### TASK GOAL
Set down exactly the lines below between the line holding "of the lamp" and the line holding "of the group", inclusive; no other line belongs in the answer.

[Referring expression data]
:::::

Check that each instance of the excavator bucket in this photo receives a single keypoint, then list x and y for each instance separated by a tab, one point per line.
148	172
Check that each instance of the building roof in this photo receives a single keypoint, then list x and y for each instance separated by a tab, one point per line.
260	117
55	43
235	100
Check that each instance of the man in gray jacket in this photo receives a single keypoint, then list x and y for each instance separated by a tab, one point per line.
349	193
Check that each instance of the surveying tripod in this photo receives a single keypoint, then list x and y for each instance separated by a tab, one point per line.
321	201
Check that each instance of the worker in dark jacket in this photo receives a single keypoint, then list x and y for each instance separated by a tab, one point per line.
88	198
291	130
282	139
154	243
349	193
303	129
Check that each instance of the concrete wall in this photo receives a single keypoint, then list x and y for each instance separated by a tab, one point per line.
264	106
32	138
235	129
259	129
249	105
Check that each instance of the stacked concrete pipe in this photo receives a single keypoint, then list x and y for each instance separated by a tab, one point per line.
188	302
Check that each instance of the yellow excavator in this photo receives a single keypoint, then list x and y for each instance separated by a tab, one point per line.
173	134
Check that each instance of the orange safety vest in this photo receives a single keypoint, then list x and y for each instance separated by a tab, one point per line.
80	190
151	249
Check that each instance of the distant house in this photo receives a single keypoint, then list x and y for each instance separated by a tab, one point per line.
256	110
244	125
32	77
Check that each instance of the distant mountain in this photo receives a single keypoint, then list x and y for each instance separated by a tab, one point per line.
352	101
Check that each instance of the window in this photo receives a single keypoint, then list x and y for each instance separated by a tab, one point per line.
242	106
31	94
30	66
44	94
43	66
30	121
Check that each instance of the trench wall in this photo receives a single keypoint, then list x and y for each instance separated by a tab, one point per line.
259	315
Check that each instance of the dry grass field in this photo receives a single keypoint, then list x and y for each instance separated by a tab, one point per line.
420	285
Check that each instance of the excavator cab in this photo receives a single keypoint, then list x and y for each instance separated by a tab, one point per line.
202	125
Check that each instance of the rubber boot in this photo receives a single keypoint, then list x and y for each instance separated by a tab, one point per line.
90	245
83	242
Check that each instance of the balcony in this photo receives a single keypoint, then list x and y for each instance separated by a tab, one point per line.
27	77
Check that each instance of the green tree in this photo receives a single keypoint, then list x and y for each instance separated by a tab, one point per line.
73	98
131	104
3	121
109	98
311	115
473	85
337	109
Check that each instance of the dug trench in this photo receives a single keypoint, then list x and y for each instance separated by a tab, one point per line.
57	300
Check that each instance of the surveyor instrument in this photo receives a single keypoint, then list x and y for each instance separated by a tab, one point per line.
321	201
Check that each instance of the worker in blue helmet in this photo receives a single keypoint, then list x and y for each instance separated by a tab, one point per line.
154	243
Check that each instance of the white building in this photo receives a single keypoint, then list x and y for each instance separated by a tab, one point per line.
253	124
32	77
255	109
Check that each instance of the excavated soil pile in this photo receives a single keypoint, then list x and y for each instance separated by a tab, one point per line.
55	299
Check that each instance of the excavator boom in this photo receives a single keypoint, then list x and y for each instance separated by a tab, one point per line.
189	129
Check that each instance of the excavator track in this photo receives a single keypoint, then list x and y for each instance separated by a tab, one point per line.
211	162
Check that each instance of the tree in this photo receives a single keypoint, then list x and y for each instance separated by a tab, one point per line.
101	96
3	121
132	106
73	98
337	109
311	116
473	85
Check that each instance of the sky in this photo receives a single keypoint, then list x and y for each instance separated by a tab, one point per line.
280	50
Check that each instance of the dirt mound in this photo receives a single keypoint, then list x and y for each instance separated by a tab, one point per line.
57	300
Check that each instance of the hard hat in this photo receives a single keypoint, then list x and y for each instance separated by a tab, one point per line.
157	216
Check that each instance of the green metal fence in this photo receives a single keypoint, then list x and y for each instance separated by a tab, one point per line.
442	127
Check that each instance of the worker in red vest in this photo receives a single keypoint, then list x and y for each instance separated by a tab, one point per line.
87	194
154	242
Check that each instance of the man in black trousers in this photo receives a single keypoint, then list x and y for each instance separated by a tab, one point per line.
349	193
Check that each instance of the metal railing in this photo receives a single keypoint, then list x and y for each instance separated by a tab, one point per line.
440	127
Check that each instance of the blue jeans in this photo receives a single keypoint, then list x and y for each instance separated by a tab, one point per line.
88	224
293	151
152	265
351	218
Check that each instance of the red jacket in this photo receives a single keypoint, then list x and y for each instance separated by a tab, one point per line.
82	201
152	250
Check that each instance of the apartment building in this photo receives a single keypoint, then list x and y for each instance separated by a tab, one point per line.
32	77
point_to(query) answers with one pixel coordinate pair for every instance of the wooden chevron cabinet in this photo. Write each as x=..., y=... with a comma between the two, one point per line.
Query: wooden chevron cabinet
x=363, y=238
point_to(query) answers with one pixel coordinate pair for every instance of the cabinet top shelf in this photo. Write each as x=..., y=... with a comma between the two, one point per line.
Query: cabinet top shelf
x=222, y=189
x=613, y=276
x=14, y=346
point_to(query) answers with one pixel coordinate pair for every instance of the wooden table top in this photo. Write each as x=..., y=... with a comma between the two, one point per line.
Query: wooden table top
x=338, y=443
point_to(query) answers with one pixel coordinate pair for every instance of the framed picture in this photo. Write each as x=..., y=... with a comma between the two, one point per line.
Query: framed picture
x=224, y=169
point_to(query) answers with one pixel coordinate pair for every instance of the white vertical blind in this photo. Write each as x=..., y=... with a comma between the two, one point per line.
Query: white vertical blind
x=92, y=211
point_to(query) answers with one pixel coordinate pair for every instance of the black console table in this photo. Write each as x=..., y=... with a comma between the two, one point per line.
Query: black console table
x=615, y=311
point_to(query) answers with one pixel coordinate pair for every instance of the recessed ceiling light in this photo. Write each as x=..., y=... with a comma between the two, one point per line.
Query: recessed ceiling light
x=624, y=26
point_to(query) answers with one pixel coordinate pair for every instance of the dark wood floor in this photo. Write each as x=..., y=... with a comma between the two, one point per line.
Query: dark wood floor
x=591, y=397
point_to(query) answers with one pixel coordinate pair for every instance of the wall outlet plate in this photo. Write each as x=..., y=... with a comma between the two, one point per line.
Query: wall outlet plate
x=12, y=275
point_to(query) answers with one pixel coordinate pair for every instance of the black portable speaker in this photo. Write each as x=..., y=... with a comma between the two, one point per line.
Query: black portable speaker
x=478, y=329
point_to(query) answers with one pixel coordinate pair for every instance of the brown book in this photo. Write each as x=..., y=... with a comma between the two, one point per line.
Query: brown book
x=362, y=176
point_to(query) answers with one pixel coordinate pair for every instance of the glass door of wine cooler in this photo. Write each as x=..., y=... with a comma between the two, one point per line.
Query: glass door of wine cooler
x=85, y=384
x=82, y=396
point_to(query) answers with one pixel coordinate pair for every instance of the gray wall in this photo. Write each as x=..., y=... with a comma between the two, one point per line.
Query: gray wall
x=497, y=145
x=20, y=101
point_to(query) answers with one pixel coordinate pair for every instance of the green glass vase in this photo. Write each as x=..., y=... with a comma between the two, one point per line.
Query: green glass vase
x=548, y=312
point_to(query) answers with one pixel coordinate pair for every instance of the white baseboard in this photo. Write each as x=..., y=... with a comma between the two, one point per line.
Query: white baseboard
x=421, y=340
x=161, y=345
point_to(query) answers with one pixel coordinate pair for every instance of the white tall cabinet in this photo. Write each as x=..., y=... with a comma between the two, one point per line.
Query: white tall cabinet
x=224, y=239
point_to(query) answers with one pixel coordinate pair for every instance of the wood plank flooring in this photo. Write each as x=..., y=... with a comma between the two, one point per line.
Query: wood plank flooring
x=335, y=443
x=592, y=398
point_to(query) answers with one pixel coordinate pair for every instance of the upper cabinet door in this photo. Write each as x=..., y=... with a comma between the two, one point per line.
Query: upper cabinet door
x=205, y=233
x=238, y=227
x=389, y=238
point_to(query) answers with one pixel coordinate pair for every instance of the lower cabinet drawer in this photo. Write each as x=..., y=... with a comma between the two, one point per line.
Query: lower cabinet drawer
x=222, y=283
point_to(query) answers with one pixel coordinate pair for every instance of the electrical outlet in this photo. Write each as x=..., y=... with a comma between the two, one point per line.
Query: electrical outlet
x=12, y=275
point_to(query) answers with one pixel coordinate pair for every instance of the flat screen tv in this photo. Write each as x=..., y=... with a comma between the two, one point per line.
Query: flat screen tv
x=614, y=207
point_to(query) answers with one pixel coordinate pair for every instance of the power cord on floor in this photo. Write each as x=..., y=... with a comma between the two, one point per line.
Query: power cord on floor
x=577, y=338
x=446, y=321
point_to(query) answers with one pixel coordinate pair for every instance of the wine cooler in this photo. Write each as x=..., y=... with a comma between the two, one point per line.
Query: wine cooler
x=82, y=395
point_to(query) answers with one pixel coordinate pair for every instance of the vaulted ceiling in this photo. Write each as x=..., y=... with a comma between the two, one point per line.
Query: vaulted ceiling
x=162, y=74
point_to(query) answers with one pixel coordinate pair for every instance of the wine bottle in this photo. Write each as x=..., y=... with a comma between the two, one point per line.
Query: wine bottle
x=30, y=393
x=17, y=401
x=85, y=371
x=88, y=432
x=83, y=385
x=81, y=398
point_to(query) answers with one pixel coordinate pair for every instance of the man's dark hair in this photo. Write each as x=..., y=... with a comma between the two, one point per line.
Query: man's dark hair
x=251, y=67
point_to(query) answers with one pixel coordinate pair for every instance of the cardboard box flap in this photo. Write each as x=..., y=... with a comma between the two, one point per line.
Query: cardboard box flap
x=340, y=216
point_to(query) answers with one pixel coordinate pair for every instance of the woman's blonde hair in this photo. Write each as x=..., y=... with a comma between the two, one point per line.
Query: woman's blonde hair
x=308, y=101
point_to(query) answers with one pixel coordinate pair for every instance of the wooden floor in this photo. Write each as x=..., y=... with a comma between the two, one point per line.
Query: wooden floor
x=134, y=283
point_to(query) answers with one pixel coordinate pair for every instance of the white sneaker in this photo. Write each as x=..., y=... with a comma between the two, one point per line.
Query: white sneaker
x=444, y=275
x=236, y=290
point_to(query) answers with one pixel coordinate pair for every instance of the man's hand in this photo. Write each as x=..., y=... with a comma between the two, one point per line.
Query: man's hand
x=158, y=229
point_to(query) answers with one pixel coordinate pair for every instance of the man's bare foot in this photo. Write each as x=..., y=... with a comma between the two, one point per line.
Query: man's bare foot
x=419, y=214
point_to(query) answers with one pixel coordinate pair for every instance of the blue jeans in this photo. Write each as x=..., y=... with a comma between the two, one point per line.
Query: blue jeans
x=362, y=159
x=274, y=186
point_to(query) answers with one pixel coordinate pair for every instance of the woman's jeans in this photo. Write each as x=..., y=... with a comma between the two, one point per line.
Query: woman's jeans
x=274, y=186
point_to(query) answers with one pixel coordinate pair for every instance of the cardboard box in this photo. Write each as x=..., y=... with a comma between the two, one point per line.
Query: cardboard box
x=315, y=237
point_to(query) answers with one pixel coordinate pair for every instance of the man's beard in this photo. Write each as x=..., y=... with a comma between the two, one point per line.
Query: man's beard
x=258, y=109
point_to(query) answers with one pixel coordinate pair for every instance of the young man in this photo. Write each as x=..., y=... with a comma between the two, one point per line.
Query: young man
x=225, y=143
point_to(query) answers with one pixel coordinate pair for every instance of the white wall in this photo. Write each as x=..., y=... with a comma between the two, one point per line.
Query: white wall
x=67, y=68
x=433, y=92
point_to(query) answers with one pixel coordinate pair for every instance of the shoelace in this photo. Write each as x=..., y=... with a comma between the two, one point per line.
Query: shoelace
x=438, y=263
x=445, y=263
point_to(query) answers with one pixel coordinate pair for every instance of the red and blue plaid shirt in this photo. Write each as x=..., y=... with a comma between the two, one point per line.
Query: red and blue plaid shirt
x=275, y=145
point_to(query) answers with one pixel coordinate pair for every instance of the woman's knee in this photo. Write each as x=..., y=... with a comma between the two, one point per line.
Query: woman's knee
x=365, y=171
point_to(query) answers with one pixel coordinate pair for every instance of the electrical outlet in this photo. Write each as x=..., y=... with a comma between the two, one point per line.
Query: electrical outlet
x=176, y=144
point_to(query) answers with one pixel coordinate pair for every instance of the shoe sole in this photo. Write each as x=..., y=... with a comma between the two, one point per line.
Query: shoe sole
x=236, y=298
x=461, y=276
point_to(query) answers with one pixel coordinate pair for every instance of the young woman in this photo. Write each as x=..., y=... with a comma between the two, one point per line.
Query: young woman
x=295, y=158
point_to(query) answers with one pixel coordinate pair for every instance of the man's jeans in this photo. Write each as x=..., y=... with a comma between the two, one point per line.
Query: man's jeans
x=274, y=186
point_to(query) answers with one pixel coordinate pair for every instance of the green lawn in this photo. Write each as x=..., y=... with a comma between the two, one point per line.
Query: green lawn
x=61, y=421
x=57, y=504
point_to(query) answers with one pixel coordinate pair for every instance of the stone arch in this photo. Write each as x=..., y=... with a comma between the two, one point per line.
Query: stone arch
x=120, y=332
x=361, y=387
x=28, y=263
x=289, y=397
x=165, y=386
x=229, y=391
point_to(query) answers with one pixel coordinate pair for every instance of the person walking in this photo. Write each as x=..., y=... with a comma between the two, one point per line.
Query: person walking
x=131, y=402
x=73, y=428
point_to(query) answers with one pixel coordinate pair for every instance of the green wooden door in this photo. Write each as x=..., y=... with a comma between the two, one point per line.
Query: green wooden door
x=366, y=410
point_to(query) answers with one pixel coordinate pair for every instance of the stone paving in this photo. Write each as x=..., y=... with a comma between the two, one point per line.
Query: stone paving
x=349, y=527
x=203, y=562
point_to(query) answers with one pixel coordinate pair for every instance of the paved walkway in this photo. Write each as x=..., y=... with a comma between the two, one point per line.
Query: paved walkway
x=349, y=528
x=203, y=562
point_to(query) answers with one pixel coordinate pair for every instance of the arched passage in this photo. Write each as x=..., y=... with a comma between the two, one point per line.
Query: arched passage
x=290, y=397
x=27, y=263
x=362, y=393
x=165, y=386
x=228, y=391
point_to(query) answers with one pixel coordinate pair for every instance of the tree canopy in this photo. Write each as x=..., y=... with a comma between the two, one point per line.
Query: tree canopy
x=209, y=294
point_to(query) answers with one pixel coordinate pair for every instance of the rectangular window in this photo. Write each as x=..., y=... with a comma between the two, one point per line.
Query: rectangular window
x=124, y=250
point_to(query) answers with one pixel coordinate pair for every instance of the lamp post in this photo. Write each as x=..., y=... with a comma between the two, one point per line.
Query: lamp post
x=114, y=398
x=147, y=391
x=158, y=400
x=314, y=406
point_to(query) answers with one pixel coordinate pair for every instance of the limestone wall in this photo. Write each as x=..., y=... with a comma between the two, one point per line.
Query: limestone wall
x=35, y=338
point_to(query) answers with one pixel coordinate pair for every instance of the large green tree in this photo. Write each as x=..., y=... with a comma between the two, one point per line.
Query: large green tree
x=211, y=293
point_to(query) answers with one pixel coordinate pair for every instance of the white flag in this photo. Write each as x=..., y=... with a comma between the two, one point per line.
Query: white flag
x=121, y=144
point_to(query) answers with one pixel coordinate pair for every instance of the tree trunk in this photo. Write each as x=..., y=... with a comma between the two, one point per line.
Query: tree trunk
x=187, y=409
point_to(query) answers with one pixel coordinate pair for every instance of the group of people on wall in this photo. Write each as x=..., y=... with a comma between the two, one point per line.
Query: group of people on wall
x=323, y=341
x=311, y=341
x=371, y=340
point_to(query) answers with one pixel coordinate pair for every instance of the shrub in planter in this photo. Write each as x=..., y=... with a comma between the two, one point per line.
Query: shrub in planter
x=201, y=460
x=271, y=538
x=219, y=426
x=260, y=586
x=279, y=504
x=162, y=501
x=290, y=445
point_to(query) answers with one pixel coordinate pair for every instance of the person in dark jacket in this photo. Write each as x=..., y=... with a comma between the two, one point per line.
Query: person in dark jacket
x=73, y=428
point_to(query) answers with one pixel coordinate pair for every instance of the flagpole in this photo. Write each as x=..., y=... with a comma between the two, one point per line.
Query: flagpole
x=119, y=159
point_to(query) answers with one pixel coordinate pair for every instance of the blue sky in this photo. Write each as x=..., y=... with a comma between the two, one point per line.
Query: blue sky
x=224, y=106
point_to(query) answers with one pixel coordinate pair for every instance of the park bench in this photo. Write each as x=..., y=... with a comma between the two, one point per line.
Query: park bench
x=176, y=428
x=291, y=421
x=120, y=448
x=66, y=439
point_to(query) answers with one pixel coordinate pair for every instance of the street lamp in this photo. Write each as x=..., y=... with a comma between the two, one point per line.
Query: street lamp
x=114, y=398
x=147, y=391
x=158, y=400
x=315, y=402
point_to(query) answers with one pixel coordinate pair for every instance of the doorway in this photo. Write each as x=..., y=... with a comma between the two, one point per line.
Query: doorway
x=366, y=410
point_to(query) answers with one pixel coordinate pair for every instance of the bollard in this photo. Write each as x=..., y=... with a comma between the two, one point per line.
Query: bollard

:::::

### RESULT OF THIS TASK
point_to(query) answers with one pixel coordinate pair for every instance of the lamp post in this photo. Write each as x=..., y=... with a comma between the two, one point per line.
Query: lamp post
x=114, y=398
x=147, y=391
x=158, y=400
x=314, y=406
point_to(query) answers with one pixel coordinate pair for every instance of the limestone wall in this photo. Write each as x=..., y=... with a comma between the two, one point per line.
Query: limestone wall
x=35, y=338
point_to(query) answers with one pixel coordinate pair for every instance of the large green tree in this photo. Write each as x=..., y=... with a comma between the two, one point per line.
Query: large green tree
x=211, y=293
point_to(query) answers with one pixel coordinate pair for every instance of the white flag in this photo. Write each as x=..., y=... with a comma between the two, one point per line.
Query: white flag
x=121, y=144
point_to(query) answers with one pixel coordinate pair for every instance of the tree trunk in this photo. Write each as x=..., y=... with a comma between the two, one point per line.
Query: tree trunk
x=187, y=409
point_to(query) answers with one pixel coordinate pair for every instance of the group of people on wall in this photo. Write each as x=..., y=... with a comma between the two, one point per line.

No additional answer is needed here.